__Task item__
In the entries below, find each line with the word "bird" and return it.

__Records provided__

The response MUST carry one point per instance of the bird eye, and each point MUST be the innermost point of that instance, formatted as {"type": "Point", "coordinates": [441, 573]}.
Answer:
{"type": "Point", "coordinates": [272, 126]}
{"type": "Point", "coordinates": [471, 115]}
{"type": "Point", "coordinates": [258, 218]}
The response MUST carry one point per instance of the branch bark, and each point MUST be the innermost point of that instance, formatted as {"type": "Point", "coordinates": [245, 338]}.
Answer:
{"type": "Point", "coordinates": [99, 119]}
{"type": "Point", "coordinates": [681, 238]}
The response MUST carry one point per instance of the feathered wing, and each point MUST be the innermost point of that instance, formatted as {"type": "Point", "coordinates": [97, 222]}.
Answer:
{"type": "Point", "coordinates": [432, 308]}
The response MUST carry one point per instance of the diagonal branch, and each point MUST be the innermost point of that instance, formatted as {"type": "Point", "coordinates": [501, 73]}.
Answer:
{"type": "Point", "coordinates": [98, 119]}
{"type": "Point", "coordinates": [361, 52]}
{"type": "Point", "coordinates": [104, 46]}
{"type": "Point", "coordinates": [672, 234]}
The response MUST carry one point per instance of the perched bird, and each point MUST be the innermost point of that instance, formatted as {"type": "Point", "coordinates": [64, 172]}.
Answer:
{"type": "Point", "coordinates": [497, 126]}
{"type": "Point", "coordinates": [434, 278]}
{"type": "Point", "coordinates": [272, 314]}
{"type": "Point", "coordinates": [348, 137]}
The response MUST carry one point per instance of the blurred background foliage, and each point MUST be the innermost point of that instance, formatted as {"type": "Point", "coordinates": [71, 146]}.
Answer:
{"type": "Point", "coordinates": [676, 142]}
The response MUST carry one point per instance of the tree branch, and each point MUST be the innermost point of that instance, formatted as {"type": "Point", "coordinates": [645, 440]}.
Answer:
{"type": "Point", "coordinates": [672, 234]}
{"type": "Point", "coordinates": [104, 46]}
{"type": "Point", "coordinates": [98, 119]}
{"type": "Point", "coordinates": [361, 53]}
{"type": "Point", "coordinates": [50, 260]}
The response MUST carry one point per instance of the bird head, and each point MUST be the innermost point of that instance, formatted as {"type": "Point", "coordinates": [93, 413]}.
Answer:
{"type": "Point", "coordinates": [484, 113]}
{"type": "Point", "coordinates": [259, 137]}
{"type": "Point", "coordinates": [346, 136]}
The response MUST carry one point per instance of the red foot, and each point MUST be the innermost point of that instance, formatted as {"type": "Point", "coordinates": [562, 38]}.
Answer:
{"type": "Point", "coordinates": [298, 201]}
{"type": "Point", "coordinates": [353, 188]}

__Response box__
The response MUST carry one point per instance of the bird eye, and each point MUST be the innermost point of that instance, formatted as {"type": "Point", "coordinates": [441, 573]}.
The response MUST carry one point per instance of the perched bird, and each point MUST be the innermost point of that instance, formatted as {"type": "Point", "coordinates": [64, 172]}.
The response MUST carry one point per instance of the bird head, and each point MUST be the innermost point of that instance, formatted as {"type": "Point", "coordinates": [93, 413]}.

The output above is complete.